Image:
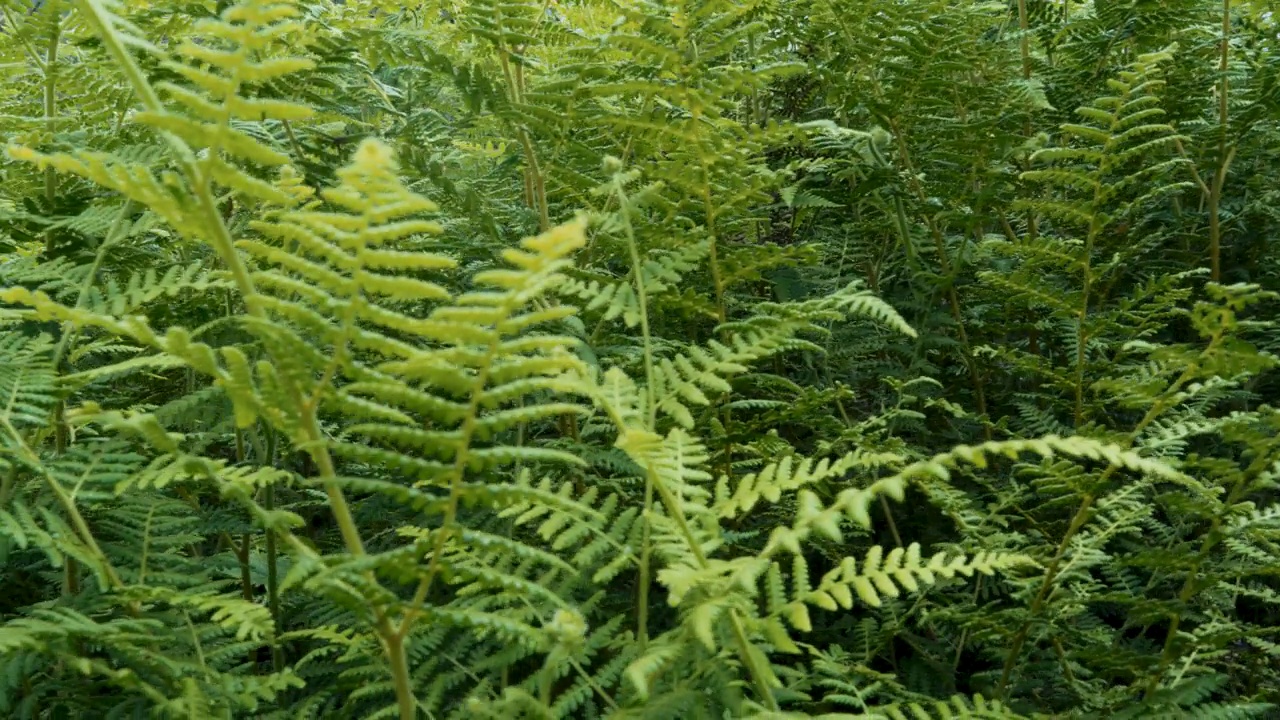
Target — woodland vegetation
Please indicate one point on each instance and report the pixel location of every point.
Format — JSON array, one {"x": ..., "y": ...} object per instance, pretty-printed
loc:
[{"x": 672, "y": 359}]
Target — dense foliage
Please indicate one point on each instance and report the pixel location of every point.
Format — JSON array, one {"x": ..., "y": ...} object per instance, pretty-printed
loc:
[{"x": 639, "y": 359}]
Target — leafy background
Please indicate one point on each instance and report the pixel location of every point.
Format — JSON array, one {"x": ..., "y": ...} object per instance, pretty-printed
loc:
[{"x": 639, "y": 359}]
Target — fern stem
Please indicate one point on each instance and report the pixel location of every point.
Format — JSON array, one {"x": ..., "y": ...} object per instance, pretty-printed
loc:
[
  {"x": 1078, "y": 520},
  {"x": 650, "y": 408},
  {"x": 1188, "y": 589},
  {"x": 1215, "y": 229},
  {"x": 398, "y": 660},
  {"x": 51, "y": 110},
  {"x": 68, "y": 505},
  {"x": 746, "y": 651},
  {"x": 979, "y": 392}
]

-----

### Task details
Would you restate, word for word and with no pictures, only the lines from the opening of the material through the line with "Target — dense foliage", both included?

### Exercise solution
Image:
Target — woodland vegetation
Please indicate one point on each instance and report the pixel location of every point.
Format — JSON array, one {"x": ..., "y": ...} object per instance, pretty-printed
loc:
[{"x": 672, "y": 359}]
Target — dense foliage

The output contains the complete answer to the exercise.